▸ **What is needed**
Change "concrete path" to "gravel path" everywhere in the listing, from the line containing "Place a point on each instance of the street lamp" down through the end, and give those lines back with nothing else altered.

◆ ◆ ◆ ◆ ◆ ◆ ◆

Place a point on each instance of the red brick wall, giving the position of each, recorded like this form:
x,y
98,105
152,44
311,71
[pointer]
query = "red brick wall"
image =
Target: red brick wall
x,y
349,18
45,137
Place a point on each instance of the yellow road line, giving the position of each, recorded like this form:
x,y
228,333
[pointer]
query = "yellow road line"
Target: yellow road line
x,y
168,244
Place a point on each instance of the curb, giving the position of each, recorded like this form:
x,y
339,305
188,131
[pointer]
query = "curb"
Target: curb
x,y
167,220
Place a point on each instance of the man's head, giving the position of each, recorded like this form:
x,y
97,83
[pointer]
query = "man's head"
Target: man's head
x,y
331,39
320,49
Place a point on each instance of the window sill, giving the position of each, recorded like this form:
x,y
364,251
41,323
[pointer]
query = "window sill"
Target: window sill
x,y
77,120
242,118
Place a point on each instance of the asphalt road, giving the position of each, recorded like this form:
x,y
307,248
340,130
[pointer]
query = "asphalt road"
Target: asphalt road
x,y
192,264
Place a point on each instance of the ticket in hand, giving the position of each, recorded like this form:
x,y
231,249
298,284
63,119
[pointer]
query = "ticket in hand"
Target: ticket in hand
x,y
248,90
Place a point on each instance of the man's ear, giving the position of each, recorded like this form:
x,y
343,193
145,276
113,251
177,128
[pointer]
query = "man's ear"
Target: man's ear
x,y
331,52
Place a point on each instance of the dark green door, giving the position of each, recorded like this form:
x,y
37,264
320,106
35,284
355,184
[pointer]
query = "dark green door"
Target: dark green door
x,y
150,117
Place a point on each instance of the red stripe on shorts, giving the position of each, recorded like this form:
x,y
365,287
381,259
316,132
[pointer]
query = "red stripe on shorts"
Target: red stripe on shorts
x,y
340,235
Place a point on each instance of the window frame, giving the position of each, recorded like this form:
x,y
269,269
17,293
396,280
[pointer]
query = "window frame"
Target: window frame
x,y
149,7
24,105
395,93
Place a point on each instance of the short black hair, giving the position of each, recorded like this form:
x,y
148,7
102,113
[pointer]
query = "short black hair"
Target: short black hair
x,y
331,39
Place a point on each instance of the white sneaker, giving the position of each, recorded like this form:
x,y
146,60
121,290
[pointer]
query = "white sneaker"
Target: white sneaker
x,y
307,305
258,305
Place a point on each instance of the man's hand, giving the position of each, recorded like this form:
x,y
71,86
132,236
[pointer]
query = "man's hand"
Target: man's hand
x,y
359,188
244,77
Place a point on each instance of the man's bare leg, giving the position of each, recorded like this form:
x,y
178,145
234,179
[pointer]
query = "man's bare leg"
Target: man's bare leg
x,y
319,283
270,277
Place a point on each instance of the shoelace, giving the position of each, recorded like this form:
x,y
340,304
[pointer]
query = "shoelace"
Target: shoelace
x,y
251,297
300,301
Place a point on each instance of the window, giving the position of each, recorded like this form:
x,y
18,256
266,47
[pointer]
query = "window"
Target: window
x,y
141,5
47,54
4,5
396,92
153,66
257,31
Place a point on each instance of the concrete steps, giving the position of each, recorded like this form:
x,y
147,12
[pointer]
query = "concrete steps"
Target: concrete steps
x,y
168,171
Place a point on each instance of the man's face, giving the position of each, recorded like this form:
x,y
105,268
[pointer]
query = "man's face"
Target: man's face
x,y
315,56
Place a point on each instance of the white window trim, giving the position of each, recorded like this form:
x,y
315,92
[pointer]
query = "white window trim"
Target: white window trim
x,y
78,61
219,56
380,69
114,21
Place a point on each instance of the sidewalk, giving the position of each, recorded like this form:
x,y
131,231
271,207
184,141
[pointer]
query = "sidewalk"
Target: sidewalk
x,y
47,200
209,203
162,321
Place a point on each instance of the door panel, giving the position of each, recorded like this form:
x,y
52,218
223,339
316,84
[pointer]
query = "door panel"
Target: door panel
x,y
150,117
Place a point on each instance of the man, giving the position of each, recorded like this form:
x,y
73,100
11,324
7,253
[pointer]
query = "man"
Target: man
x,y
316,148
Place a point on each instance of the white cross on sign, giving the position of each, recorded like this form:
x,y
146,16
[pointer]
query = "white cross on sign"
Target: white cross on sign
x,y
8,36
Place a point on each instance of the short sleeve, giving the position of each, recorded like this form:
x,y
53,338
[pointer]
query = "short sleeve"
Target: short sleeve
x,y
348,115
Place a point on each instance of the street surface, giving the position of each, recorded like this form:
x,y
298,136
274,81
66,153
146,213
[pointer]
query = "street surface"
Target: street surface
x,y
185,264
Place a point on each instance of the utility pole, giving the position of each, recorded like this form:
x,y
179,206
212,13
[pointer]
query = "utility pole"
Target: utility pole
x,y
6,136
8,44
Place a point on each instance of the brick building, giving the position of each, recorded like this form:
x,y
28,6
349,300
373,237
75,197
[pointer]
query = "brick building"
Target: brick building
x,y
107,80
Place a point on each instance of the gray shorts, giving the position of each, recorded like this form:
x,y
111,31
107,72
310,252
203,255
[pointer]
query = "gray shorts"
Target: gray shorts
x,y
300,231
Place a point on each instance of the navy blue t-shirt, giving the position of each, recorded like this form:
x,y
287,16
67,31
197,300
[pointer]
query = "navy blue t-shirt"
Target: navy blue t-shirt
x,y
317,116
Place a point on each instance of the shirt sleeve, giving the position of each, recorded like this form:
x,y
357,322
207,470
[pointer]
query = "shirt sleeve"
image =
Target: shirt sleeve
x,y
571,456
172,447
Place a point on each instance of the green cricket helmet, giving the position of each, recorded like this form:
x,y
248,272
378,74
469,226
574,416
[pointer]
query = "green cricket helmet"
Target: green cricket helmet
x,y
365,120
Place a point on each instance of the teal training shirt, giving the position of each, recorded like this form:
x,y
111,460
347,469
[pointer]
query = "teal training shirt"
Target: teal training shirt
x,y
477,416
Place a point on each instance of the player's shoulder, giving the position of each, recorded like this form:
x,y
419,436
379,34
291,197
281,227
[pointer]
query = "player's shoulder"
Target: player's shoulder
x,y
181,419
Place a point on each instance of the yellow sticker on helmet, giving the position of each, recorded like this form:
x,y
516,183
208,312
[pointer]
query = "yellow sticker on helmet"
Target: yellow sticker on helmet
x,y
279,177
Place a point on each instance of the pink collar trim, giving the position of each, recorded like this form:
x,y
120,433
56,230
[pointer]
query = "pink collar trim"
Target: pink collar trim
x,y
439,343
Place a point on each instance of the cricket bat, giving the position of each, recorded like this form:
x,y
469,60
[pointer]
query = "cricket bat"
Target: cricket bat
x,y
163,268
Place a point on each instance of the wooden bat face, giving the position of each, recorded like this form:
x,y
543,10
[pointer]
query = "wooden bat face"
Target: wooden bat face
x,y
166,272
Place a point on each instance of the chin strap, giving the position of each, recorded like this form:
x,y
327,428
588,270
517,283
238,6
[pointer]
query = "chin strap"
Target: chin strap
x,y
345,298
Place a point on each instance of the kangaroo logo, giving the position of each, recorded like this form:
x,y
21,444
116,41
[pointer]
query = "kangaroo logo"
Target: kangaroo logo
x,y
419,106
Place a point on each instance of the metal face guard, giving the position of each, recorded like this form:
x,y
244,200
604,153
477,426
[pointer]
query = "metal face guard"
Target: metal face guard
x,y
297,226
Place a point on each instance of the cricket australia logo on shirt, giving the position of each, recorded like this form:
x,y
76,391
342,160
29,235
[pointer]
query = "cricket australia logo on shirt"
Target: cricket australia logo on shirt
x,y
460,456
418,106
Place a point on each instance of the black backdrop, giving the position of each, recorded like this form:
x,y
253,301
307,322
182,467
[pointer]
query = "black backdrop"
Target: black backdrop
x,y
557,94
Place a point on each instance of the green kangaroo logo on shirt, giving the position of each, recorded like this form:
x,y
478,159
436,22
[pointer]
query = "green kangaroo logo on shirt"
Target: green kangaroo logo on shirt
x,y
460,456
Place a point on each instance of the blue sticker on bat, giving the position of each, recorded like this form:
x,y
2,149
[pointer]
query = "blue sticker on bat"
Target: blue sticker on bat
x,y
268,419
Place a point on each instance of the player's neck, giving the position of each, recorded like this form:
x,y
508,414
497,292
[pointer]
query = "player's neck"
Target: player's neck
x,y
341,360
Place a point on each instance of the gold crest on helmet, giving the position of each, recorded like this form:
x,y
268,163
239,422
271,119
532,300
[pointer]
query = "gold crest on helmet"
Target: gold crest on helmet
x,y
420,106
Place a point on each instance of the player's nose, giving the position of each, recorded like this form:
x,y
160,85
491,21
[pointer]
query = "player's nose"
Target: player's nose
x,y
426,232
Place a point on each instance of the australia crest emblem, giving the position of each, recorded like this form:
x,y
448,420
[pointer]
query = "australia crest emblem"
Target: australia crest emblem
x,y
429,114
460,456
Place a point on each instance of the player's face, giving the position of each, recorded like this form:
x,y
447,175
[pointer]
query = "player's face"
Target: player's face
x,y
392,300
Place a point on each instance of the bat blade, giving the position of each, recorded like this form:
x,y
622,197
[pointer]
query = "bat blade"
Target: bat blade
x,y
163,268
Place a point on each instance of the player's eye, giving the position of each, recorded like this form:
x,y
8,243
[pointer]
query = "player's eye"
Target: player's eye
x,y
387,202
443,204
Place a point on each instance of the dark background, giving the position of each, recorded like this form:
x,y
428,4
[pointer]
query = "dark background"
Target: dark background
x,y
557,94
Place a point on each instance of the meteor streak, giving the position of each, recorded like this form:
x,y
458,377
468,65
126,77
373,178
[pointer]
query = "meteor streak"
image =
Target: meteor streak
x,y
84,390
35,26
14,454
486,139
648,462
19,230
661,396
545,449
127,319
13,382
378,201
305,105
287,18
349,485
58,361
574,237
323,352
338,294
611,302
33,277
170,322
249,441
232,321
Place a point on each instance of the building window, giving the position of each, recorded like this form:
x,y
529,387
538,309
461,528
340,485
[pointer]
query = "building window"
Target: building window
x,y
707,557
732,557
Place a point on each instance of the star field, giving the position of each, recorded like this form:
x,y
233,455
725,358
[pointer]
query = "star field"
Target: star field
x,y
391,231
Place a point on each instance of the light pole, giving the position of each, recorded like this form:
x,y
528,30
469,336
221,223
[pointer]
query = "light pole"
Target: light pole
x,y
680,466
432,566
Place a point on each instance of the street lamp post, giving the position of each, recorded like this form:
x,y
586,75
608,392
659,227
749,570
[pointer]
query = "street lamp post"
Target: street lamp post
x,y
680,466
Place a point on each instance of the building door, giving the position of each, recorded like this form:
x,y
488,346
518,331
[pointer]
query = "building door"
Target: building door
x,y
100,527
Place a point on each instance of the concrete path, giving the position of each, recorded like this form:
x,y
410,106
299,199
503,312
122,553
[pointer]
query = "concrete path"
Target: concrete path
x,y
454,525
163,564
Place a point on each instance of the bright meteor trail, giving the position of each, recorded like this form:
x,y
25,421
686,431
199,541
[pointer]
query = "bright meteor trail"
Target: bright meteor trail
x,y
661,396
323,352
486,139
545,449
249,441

◆ ◆ ◆ ◆ ◆ ◆ ◆

▸ **Result for this exercise**
Place a point on each instance of the street lamp post, giving the position of each, recorded like this form:
x,y
586,75
608,392
659,227
749,570
[pointer]
query = "street lamp post"
Target: street lamp post
x,y
680,466
Place a point on each instance of the building door, giving the position of each, recorded like this form:
x,y
488,346
518,331
[pointer]
query = "building door"
Target: building door
x,y
100,527
Place a point on each instance of the gravel path, giving the position of each, recorded like this form:
x,y
410,106
299,199
503,312
122,553
[pointer]
query = "gravel path"
Target: gravel path
x,y
454,525
163,564
Place a point on each instance of the bright meteor trail, giving the position of each, recorded like this form:
x,y
25,421
686,431
199,541
[pointer]
query = "bright meteor trail"
Target: bright meteor trail
x,y
661,396
323,352
486,139
545,449
249,441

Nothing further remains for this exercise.